— Texto do documento —
Senador Tourinho, acho que a ascensão da Srª Bachelet e um contato maior, um intercâmbio com o Chile, vão fazer com que a nossa classe política dê um salto de qualidade, coloque o debate no País num novo nível e o País possa realmente entrar numa fase semelhante à que experimenta o Chile, Senador Renan Calheiros, há pelo menos dezesseis anos.

Senador Marco Maciel, ouço V. Exª, com muito prazer.

O Sr. Marco Maciel (PFL - PE) - Nobre Senador Jefferson Péres, quero cumprimentar a manifestação de V. Exª sobre as recentes eleições realizadas no Chile. E devo, preliminarmente, observar que o Chile, diferentemente do Brasil, fez primeiro a abertura econômica, depois é que fez a abertura política. Desejo também registrar que foi exitoso o processo tanto da abertura econômica quanto da abertura política. E mais, soube se livrar de velhos preconceitos e viver compatível com as realidades do presente, isto é, que são realidades marcadas por um intenso intercâmbio decorrente de um processo de mundialização da economia, deflagrado em grande parte pelo desenvolvimento das tecnologias das comunicações, inclusive das chamadas comunicações virtuais. E V. Exª exemplifica com o caso da Alca. O Chile não tem nenhuma dificuldade em ter boa interlocução com o Mercosul, como membro associado, e, de outra parte, também, discutir a questão da Alca com os Estados Unidos. Há uma frase de Kennedy que acho que vale a pena citar por oportuno. Kennedy disse, certa feita: “Não devemos negociar por medo, mas também não devemos ter medo de negociar”. Acho que não custa nada discutir questões, quer de ampliação do Mercosul, quer aquelas relativas à transformação da América do Sul numa comunidade de nações, projeto, aliás, iniciado pelo Presidente Fernando Henrique Cardoso, que é aquele que discute a questão da integração hemisférica, isto é, a integração da América do Sul, América Central e Caribe com a América do Norte. Se nós vivemos tempos de globalização, e tempos de integração que daí decorrem, não podemos excluir essa variável. Aliás, bom exemplo dá a própria Europa, que conseguiu vencer dificuldades muito maiores do que as nossas, porque, no concerto europeu, havia países que tinham rivalidades históricas, mais que centenárias, como entre a França e a Alemanha, e havia também o fenômeno do Muro de Berlim, que afetou duramente a relação da Europa Ocidental com a chamada Europa do Leste. Então, encerrando o meu aparte e até pedindo desculpas pela interrupção, quero cumprimentar V. Exª e dizer que talvez devamos tirar lições desse processo que se passa no Chile, para que possamos nos inserir melhor na sociedade internacional. Não é por outra razão, concluindo, que o Chile, hoje, se destaca na América do Sul como um país que já conseguiu o grau de investimento, investment grade, como um país que recebe o reconhecimento de toda a comunidade internacional. Obrigado a V. Exª.

— Registros —
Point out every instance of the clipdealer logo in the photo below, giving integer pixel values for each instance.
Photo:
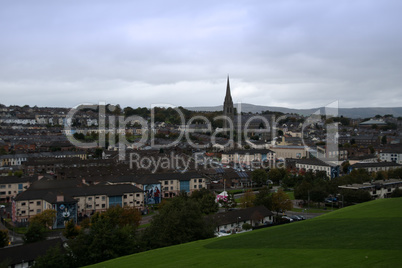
(113, 126)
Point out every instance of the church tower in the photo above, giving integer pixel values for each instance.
(228, 109)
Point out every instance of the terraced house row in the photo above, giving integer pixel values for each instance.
(73, 199)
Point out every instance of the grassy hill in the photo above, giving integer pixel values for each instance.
(368, 235)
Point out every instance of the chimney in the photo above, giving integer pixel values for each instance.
(60, 198)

— Exercício escrito —
Digite de novo, sem mudar nada, o trecho do discurso sobre as eleições no Chile, começando em "Senador Tourinho, acho" e terminando em "com muito prazer.".

— Resultado do exercício —
Senador Tourinho, acho que a ascensão da Srª Bachelet e um contato maior, um intercâmbio com o Chile, vão fazer com que a nossa classe política dê um salto de qualidade, coloque o debate no País num novo nível e o País possa realmente entrar numa fase semelhante à que experimenta o Chile, Senador Renan Calheiros, há pelo menos dezesseis anos.

Senador Marco Maciel, ouço V. Exª, com muito prazer.